* **作業内容**
1. 本文によれば、米国とEUが貿易合意の期限としているのは何月何日か。
2. 次の(a)〜(c)が本文の内容と合っているかを判断せよ。それぞれ「はい」か「いいえ」で答え、根拠となる本文の語句をそのまま引用すること。
(a) ユーロ圏の5月の消費者物価の伸び率は2%を上回った。
(b) 米国はEU製品のほぼすべてに50%の関税を課す予定である。
(c) ECBが9月に追加利下げを決めるとの予想は半数に届かなかった。
3. 本文のうち「ユーロ圏の5月の消費者物価は」で始まり「た土台を築いていると述べた。」まで続く部分を、「首脳」を「指導者」に置き換えて書き直せ。

ユーロ圏の5月の消費者物価は前年同月比1.9%上昇し、伸び率はこの6カ月で初めて2%を割り込んだ。調査では、年内と26年、27年のそれぞれの平均がこの程度になると見込まれている。
 ユーロ高の水準については、1ユーロ=1.24ドルとなった。
ECBが9月の理事会であと1回の追加利下げを決めるとの予想が53%に達した。(ロイター調査)

(米EU関税問題)
米国とEUは、上乗せ関税の一時停止措置が終了する7月9日の期限までに何らかの形で貿易合意にこぎ着けられると考えている。同日には、米国がEU製品のほぼすべてに50%の関税を課す予定で、EU側も一連の対抗措置を発動する構えだ。欧州委員会のフォンデアライエン委員長は、経済的に打撃となる関税応酬のエスカレートを避けるため、期限前に合意に至ることができるかもしれないと自信を示した。フォンデアライエン氏は、トランプ政権が今週新たな提案を示したと述べた。会議では首脳らの間で態度に変化が見られ、対立の激化を回避するためにある程度の不均衡を含む貿易合意でも受け入れる用意があると多くの首脳が語った。ラトニック米商務長官もフォンデアライエン氏に同調。EU側がここ数週間に交渉のペースを加速させ、合意に向けた土台を築いていると述べた。

* **物体の位置に関するデータセットのレコード**

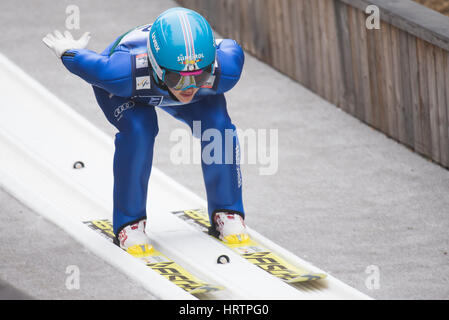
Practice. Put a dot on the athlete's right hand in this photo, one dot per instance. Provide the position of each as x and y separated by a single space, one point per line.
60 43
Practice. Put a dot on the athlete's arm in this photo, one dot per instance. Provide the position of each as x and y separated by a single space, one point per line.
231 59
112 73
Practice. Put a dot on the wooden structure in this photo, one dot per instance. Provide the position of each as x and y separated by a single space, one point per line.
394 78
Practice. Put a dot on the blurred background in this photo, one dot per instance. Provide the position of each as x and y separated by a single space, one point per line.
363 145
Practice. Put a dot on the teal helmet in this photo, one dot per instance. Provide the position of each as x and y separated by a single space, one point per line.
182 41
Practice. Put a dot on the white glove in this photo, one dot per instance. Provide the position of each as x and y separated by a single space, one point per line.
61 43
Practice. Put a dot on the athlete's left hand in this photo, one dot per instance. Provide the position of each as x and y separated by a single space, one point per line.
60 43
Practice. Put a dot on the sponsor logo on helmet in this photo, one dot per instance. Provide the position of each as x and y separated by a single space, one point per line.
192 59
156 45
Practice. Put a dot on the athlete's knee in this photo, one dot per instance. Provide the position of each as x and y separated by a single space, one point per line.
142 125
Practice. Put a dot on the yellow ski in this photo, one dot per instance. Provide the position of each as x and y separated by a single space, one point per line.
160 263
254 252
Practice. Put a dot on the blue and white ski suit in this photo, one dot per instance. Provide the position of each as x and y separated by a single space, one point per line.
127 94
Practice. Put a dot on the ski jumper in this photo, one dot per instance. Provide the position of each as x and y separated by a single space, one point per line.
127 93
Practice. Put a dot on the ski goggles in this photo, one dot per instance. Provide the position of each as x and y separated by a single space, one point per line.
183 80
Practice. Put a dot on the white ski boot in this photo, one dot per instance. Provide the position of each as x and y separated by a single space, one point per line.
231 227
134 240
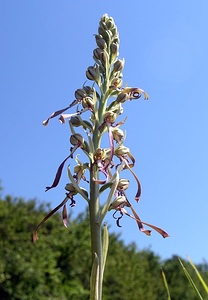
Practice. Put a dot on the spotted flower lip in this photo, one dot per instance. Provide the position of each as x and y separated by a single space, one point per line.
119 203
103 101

* **想定解答**
1. 7月9日

2.
(a) いいえ。「伸び率はこの6カ月で初めて2%を割り込んだ」
(b) はい。「米国がEU製品のほぼすべてに50%の関税を課す予定」
(c) いいえ。「予想が53%に達した」

3.
ユーロ圏の5月の消費者物価は前年同月比1.9%上昇し、伸び率はこの6カ月で初めて2%を割り込んだ。調査では、年内と26年、27年のそれぞれの平均がこの程度になると見込まれている。
 ユーロ高の水準については、1ユーロ=1.24ドルとなった。
ECBが9月の理事会であと1回の追加利下げを決めるとの予想が53%に達した。(ロイター調査)

(米EU関税問題)
米国とEUは、上乗せ関税の一時停止措置が終了する7月9日の期限までに何らかの形で貿易合意にこぎ着けられると考えている。同日には、米国がEU製品のほぼすべてに50%の関税を課す予定で、EU側も一連の対抗措置を発動する構えだ。欧州委員会のフォンデアライエン委員長は、経済的に打撃となる関税応酬のエスカレートを避けるため、期限前に合意に至ることができるかもしれないと自信を示した。フォンデアライエン氏は、トランプ政権が今週新たな提案を示したと述べた。会議では指導者らの間で態度に変化が見られ、対立の激化を回避するためにある程度の不均衡を含む貿易合意でも受け入れる用意があると多くの指導者が語った。ラトニック米商務長官もフォンデアライエン氏に同調。EU側がここ数週間に交渉のペースを加速させ、合意に向けた土台を築いていると述べた。